**EXERCISE GOAL:**
Set down every record once more, exactly as given.

**INPUT DATA:**
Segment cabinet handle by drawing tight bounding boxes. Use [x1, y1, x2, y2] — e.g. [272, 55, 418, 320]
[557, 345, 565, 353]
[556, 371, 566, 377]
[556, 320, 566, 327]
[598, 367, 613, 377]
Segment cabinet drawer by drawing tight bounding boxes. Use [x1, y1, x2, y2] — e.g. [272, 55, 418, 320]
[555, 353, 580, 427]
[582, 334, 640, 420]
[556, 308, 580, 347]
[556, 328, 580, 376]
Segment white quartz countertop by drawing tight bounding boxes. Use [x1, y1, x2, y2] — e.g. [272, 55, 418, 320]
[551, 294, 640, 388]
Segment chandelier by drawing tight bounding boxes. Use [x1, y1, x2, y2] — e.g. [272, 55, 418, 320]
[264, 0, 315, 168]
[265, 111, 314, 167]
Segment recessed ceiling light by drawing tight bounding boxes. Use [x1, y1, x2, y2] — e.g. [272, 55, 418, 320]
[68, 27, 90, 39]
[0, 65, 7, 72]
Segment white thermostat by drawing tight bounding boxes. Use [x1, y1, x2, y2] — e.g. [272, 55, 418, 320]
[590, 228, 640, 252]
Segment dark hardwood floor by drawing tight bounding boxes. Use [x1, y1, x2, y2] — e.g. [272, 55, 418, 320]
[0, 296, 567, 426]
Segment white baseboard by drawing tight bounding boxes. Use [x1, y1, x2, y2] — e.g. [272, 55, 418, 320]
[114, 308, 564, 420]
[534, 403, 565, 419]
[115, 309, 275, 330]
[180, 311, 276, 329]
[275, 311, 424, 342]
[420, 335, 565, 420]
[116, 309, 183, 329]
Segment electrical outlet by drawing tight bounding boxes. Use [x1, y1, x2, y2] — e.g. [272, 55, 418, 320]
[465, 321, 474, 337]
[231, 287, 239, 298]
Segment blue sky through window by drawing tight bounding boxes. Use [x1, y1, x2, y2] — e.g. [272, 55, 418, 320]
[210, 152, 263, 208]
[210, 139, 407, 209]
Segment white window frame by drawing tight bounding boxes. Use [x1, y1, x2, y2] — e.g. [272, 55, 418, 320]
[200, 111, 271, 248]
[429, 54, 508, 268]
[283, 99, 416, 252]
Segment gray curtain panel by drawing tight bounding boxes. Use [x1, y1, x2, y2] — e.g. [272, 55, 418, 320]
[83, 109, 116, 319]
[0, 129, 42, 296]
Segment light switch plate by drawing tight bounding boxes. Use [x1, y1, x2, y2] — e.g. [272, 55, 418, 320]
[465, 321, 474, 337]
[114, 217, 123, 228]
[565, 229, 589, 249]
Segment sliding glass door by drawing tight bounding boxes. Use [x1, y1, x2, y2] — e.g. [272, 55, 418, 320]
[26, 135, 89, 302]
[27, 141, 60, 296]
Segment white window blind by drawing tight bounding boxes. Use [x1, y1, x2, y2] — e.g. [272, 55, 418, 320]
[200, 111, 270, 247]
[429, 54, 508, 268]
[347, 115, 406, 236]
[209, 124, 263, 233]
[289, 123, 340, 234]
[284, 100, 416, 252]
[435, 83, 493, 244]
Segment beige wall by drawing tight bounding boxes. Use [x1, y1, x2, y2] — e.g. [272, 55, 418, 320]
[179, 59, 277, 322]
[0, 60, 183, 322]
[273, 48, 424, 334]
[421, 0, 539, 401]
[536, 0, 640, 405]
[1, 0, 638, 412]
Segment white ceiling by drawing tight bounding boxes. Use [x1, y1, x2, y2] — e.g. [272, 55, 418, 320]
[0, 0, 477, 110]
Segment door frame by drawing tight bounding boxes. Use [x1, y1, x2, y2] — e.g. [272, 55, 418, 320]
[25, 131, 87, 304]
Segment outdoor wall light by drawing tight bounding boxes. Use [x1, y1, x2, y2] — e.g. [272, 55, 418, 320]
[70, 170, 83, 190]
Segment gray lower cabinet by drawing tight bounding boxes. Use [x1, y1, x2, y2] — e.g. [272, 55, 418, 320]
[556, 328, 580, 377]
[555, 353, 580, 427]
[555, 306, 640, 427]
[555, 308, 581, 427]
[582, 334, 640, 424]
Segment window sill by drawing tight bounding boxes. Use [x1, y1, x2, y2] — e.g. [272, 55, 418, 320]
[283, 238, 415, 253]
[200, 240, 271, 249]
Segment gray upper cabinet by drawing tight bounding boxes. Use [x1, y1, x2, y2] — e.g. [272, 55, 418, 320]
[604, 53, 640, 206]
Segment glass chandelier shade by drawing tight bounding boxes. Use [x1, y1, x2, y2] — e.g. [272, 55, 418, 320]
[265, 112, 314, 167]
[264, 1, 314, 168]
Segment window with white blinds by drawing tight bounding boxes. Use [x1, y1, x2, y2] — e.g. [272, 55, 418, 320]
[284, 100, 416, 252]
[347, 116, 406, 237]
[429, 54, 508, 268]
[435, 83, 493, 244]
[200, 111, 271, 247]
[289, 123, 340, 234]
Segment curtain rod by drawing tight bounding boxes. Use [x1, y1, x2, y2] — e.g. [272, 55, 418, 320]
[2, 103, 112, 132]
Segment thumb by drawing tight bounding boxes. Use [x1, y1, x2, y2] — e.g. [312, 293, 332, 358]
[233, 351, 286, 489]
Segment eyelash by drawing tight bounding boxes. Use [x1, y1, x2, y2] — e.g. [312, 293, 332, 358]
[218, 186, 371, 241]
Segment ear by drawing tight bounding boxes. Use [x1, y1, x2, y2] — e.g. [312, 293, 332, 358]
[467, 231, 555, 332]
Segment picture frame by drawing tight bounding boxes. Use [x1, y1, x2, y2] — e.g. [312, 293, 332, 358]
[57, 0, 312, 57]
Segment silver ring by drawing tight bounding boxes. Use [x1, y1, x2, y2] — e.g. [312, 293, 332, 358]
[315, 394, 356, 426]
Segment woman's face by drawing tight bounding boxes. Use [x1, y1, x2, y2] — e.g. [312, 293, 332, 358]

**SOLUTION TO THIS EXERCISE:**
Segment cabinet handle by drawing tight bounding boxes. Use [x1, y1, x2, y2] — e.g. [272, 55, 418, 320]
[557, 345, 565, 353]
[556, 371, 566, 377]
[556, 320, 566, 327]
[598, 367, 613, 377]
Segment cabinet drawer by drawing tight bounding boxes. Use [x1, y1, x2, y2] — e.g. [272, 55, 418, 320]
[555, 353, 580, 427]
[582, 334, 640, 420]
[556, 308, 580, 347]
[556, 328, 580, 376]
Segment white quartz countertop by drawing tight bounding boxes. Use [x1, y1, x2, y2] — e.g. [272, 55, 418, 320]
[551, 294, 640, 388]
Segment chandelier by drawing tight bounding boxes. Use [x1, y1, x2, y2] — e.g. [272, 55, 418, 320]
[264, 0, 315, 168]
[265, 111, 314, 167]
Segment recessed ceiling light by drawing tight bounding boxes. Use [x1, y1, x2, y2] — e.g. [272, 55, 418, 320]
[68, 27, 90, 39]
[0, 65, 7, 72]
Segment white thermostat by drawing tight bounding boxes. Use [x1, y1, x2, y2] — e.g. [272, 55, 418, 320]
[590, 228, 640, 252]
Segment dark hardwood floor by drawing tight bounding boxes. Use [x1, y1, x2, y2] — e.g. [272, 55, 418, 320]
[0, 296, 567, 426]
Segment white baseboard by drawing tight bounding boxes. Use [x1, y1, x2, y2] — e.g. [272, 55, 418, 320]
[114, 308, 564, 420]
[534, 403, 565, 419]
[115, 309, 275, 330]
[180, 311, 276, 329]
[275, 311, 424, 342]
[420, 335, 565, 420]
[116, 309, 183, 329]
Segment electrical outlet by drawing tight bounding boxes. Use [x1, y1, x2, y2] — e.g. [272, 55, 418, 320]
[465, 321, 474, 337]
[231, 287, 239, 298]
Segment blue sky through window by drawing tight bounding boxes. Use [x1, y1, x2, y2] — e.g. [272, 55, 418, 320]
[210, 152, 263, 208]
[210, 139, 407, 209]
Segment white window frame by drawing tight bounding boxes. Use [x1, y1, x2, y2] — e.g. [272, 55, 418, 320]
[200, 111, 271, 248]
[429, 54, 508, 268]
[283, 99, 416, 252]
Segment gray curtain panel by drawing tight bounding boxes. Use [x1, y1, x2, y2] — e.g. [272, 55, 418, 320]
[83, 109, 116, 319]
[0, 129, 42, 296]
Segment light switch plate by drawing tight bounding boxes. Use [x1, y1, x2, y2] — e.g. [272, 55, 418, 320]
[465, 321, 474, 337]
[114, 217, 123, 228]
[565, 229, 589, 249]
Segment sliding glass door by drawing tight bounding boxes. Use [x1, y1, x2, y2] — e.g. [272, 55, 418, 320]
[26, 135, 89, 302]
[27, 141, 60, 296]
Segment white window blind by drawing tight bounding boxes. Use [x1, y1, x2, y2] — e.g. [272, 55, 418, 320]
[200, 111, 270, 247]
[429, 54, 508, 268]
[347, 115, 406, 236]
[209, 124, 263, 233]
[289, 123, 340, 234]
[284, 100, 416, 252]
[435, 83, 493, 244]
Segment beige wall by drawing tight bounding boxes. Use [x1, y1, x2, y2] — e.g. [272, 55, 418, 320]
[179, 59, 277, 322]
[0, 60, 183, 322]
[273, 48, 424, 334]
[421, 0, 539, 401]
[536, 0, 640, 405]
[1, 0, 638, 412]
Segment white ceiling by drawing tight bounding boxes. Use [x1, y1, x2, y2] — e.g. [272, 55, 418, 320]
[0, 0, 477, 110]
Segment door frame by drawing tight bounding boxes. Use [x1, y1, x2, y2] — e.g. [272, 55, 418, 320]
[25, 131, 87, 304]
Segment outdoor wall light by drawing tight bounding boxes. Use [x1, y1, x2, y2] — e.g. [272, 55, 418, 320]
[70, 170, 83, 190]
Segment gray lower cabinet by drawing tight bounding boxes. Use [x1, y1, x2, y2] — e.g. [272, 55, 418, 320]
[556, 328, 580, 377]
[555, 353, 580, 427]
[555, 306, 640, 427]
[555, 308, 581, 427]
[582, 334, 640, 424]
Segment window sill by drawing tight bounding boxes. Use [x1, y1, x2, y2] — e.g. [272, 55, 418, 320]
[283, 238, 415, 253]
[200, 240, 271, 249]
Segment gray upper cabinet by drawing tight bounding boxes. Use [x1, y1, x2, y2] — e.g. [272, 55, 418, 320]
[604, 53, 640, 206]
Segment glass chandelier shade by drawing tight bounding boxes. Use [x1, y1, x2, y2] — e.g. [272, 55, 418, 320]
[265, 112, 314, 167]
[264, 1, 314, 168]
Segment window with white blinds by drawing tight bounding boxes. Use [x1, y1, x2, y2] — e.g. [272, 55, 418, 320]
[284, 100, 416, 252]
[347, 116, 406, 237]
[429, 54, 508, 268]
[435, 83, 493, 244]
[200, 111, 271, 247]
[289, 123, 340, 234]
Segment curtain rod by drawing tight bounding boxes. Use [x1, y1, x2, y2] — e.g. [272, 55, 418, 320]
[2, 103, 112, 132]
Segment thumb by drawing tight bounding boxes. Use [x1, y1, x2, y2] — e.g. [312, 293, 332, 358]
[233, 351, 286, 489]
Segment eyelash by drawing tight bounding boxes. Use [x1, y1, x2, y2] — e.g. [312, 293, 332, 358]
[218, 186, 371, 241]
Segment ear by drawing tight bounding boxes. Use [x1, y1, x2, y2] — e.g. [312, 293, 332, 358]
[467, 231, 555, 332]
Segment picture frame by drawing tight bounding boxes. Use [x1, y1, x2, y2] — e.g. [312, 293, 332, 358]
[57, 0, 312, 57]
Segment silver ring by drawing tight bounding boxes. Use [x1, y1, x2, y2] — e.g. [312, 293, 332, 358]
[315, 394, 356, 426]
Segment woman's face by drawing tight bounding boxes. Use [x1, y1, x2, y2] — e.g. [312, 293, 332, 358]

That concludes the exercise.